PROBLEM TO WORK ON
Rewrite the paragraph of the interview excerpt below that begins "That’s another really good question" more briefly, keeping its main facts.

(QUOTED PASSAGE)

Jessica Rhodes: We have a client who just signed up, he’s starting a podcast, and he wants to interview really interesting people, like singer songwriters, actors, things like that. So he’s using us, and we’re finding people that match his criteria, proposing them to him, and then when he approves, we go out and get them booked on his podcast. We book from both sides of the mic, so to speak. So yeah, we do both.
Will Bachman: That’s cool. How do you measure the impact of being on a podcast?
Jessica Rhodes: That’s another really good question. This is a marketing service that is a little bit more challenging because it’s not always super clear and straightforward when it comes to measuring results. People are used to investing in Facebook ads and Google ads, and things like that, and knowing if I put X number of dollars per click, I’m going to get this out. There’s a stat and a data around what the ROI is. And I just have never been able to figure out how to give people that ROI, because what you get from podcast interviews are relationships.

(End QUOTED PASSAGE)
(DATA BLOCK)

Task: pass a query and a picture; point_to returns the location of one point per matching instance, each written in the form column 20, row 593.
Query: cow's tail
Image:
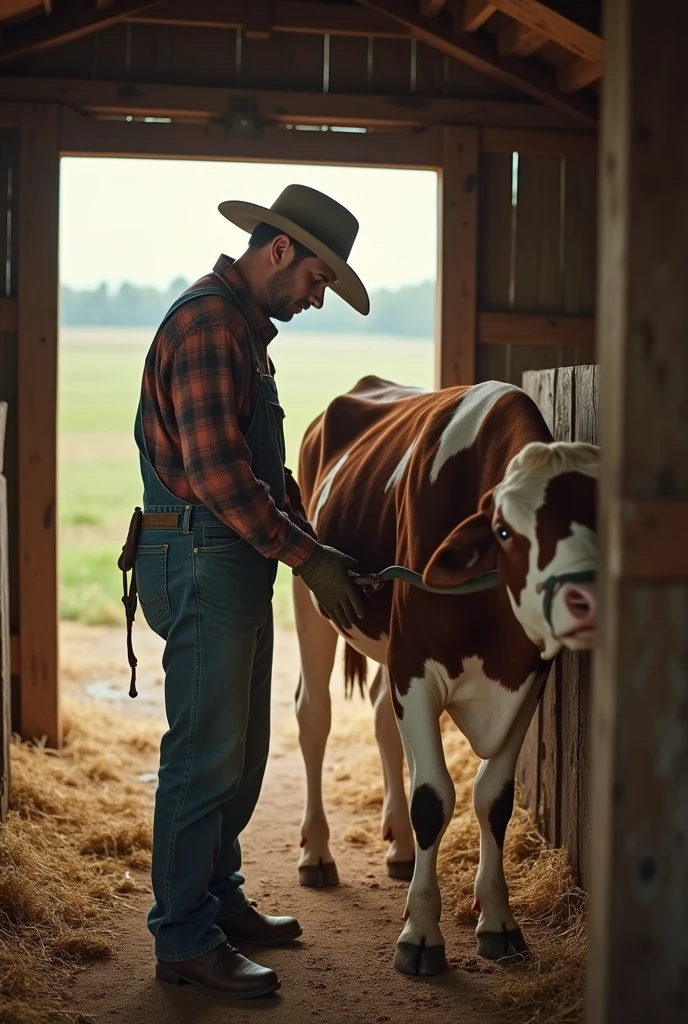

(End DATA BLOCK)

SOLUTION TO THE EXERCISE
Measuring results is harder for this marketing service than for others. With Facebook and Google ads, people know what a given spend per click will return, and there is data on the ROI. I have never found a way to give people that ROI for podcast interviews, because what they produce is relationships.